───── EXTRACTED RECORDS
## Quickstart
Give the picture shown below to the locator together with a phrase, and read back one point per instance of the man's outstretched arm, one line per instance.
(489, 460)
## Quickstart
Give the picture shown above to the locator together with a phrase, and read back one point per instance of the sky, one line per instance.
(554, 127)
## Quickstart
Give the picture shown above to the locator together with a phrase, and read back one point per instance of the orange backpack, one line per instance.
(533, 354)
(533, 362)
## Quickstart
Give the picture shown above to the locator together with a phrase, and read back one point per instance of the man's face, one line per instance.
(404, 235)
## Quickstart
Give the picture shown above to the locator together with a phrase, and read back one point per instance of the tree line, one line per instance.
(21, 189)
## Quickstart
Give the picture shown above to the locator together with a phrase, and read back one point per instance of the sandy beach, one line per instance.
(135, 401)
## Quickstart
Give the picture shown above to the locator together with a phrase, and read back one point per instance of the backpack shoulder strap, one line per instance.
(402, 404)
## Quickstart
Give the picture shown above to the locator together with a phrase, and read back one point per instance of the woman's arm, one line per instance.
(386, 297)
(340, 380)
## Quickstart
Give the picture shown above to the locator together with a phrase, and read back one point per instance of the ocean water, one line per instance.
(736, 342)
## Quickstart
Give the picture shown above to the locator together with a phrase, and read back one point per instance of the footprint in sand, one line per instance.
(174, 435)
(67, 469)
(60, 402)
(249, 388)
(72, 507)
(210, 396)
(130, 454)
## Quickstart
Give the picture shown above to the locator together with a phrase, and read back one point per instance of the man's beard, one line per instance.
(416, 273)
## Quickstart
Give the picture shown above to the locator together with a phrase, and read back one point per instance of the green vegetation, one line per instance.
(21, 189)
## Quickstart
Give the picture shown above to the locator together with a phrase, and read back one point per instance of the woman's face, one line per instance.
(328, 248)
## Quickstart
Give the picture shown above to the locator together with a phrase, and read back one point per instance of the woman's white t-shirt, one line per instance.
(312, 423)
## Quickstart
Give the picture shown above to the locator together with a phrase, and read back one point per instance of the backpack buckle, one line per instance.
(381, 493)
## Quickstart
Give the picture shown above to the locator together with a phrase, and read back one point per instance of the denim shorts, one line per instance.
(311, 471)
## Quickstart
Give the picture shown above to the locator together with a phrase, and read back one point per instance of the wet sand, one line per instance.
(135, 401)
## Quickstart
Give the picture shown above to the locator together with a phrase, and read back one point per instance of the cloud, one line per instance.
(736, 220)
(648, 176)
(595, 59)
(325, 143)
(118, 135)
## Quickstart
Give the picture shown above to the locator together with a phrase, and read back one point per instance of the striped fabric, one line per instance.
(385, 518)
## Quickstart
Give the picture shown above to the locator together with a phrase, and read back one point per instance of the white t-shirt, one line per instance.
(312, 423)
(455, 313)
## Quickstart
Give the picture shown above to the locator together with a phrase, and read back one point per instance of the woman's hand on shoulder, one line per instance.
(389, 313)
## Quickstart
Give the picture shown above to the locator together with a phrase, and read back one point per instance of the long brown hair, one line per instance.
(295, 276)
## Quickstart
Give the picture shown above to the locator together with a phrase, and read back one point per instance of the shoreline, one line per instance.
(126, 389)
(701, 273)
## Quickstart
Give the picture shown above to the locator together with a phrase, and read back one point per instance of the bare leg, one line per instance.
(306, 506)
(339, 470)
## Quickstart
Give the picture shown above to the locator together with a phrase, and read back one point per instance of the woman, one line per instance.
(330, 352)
──────────
REQUIRED ACTION: Prepare a faithful transcription of the material above, with nothing altered.

PROBLEM SOLUTION:
## Quickstart
Give the picture shown below to the locator together with a phrase, and read back one point per instance of the man's outstretched arm, one line per instance.
(489, 460)
## Quickstart
Give the picture shown above to the locator together with a phrase, and read back one point per instance of the sky, one line per instance.
(554, 127)
## Quickstart
Give the picture shown above to the locator together with a phrase, and read back one point per instance of the orange backpack, one line per instance.
(533, 354)
(533, 362)
## Quickstart
Give the picture shown above to the locator together with a phrase, and read back one point per instance of the man's face, one line per instance.
(404, 235)
## Quickstart
Give the picture shown above to the locator together with a phrase, and read back one point per instance of the tree line, one line per instance.
(21, 189)
## Quickstart
Give the picture shown above to the locator together with a phrase, and read back one point per instance of the sandy beach, one line per instance.
(135, 401)
## Quickstart
Give the picture shown above to the locator together with a phrase, and read back one point per instance of the backpack shoulder strap, one line per instance.
(402, 404)
## Quickstart
Give the picture shown above to the locator together with a phrase, and read back one point per instance of the woman's arm, one line per instance.
(386, 297)
(340, 380)
## Quickstart
Give the picture shown above to the locator together with a phrase, and read back one point per instance of the ocean water, one line per instance.
(736, 342)
## Quickstart
Give the picture shown above to the locator together with a phrase, and read back one point per instance of the footprint in sand, one line per instance.
(174, 435)
(67, 469)
(60, 402)
(249, 388)
(72, 507)
(210, 396)
(130, 454)
## Quickstart
Give the picture shown above to the locator together with a phrase, and read back one point per instance of the man's beard, one line per instance.
(416, 273)
## Quickstart
Give the picture shown above to the locator together with a phrase, and read back one point per instance of the green vegetation, one line per instance.
(21, 189)
## Quickstart
Give the picture shown above to the locator together with a phrase, and read back one point per instance of the woman's face, one line per instance.
(328, 248)
## Quickstart
Give the picture shown above to the locator together with a phrase, and read back one point per instance of the woman's white t-shirt, one line per instance.
(312, 423)
## Quickstart
Give the picture shown above to the locator together with a phrase, and read back one point per instance of the backpack buckle, one line per instance.
(381, 493)
## Quickstart
Give the picture shown above to the locator together with a phrase, and read back one point per instance of the denim shorts, one line per instance.
(311, 471)
## Quickstart
Give the picture shown above to the locator together with a phrase, and read back one point per instance of the wet sand, one line per instance.
(135, 401)
## Quickstart
Give the picture shown above to the locator together with a phrase, and read back one point per instance of the cloud, one line per instance.
(736, 220)
(648, 176)
(595, 59)
(325, 143)
(118, 135)
## Quickstart
Give the picture shown above to the locator together with a phrase, and read back one point per instance of the striped fabric, one line per instance.
(385, 518)
## Quickstart
Give the picture shown above to the locator together with a phrase, and read back one point per instance of the white t-shirt, one line per instance.
(312, 423)
(455, 313)
## Quickstart
Give the picture shown above to the locator together with a phrase, and read back one point per instance of the woman's hand on shoulder, one line per instance.
(389, 313)
## Quickstart
Give the picture shown above to the locator together with a phrase, and read back one point per instance of the long brown hair, one line per instance.
(295, 276)
## Quickstart
Give the picture shown above to the locator together with a phrase, and read back one point per instance of the shoreline, one line per instance.
(126, 389)
(701, 273)
## Quickstart
Give the picture shown above to the locator together with a phrase, and read back one point per instance of the bare leg, one line per instance.
(306, 506)
(339, 470)
## Quickstart
Give the picture shown above to the locator together with a phrase, and read back one point per instance of the woman, one line per instance.
(330, 352)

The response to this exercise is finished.